• Exercise data:
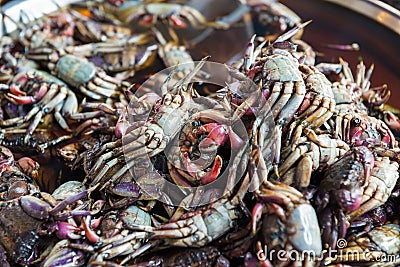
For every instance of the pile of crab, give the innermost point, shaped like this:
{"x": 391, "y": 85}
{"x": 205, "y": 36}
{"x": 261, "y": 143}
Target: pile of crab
{"x": 285, "y": 163}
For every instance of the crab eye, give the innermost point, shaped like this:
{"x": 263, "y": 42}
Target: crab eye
{"x": 356, "y": 121}
{"x": 196, "y": 123}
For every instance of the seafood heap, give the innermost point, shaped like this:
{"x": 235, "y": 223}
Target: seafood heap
{"x": 291, "y": 161}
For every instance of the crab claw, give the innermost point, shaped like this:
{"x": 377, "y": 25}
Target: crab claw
{"x": 67, "y": 231}
{"x": 256, "y": 216}
{"x": 29, "y": 166}
{"x": 367, "y": 159}
{"x": 377, "y": 96}
{"x": 178, "y": 22}
{"x": 349, "y": 200}
{"x": 210, "y": 176}
{"x": 218, "y": 135}
{"x": 90, "y": 234}
{"x": 25, "y": 100}
{"x": 392, "y": 121}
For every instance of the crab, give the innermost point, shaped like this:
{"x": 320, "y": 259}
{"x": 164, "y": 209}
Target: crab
{"x": 297, "y": 166}
{"x": 78, "y": 72}
{"x": 288, "y": 213}
{"x": 176, "y": 15}
{"x": 365, "y": 184}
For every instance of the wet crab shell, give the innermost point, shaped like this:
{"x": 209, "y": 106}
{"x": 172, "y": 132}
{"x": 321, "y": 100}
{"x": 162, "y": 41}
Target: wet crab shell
{"x": 307, "y": 233}
{"x": 74, "y": 70}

• Required work: Could you filter the material above and copy each line that holds the word "every"?

• Result of the exercise:
For every instance of the pile of crab, give the innermost point, shaped like this:
For every instance of the crab eye, give the innermost point, shaped like this:
For every instance of the seafood heap, give the innermost point, shaped like this:
For every instance of the crab claw, give the innermost point, shaped like this:
For every instance of the crab, give the innermost point, shaped like this:
For every instance of the wet crab shell, give the innermost point, shaped like this:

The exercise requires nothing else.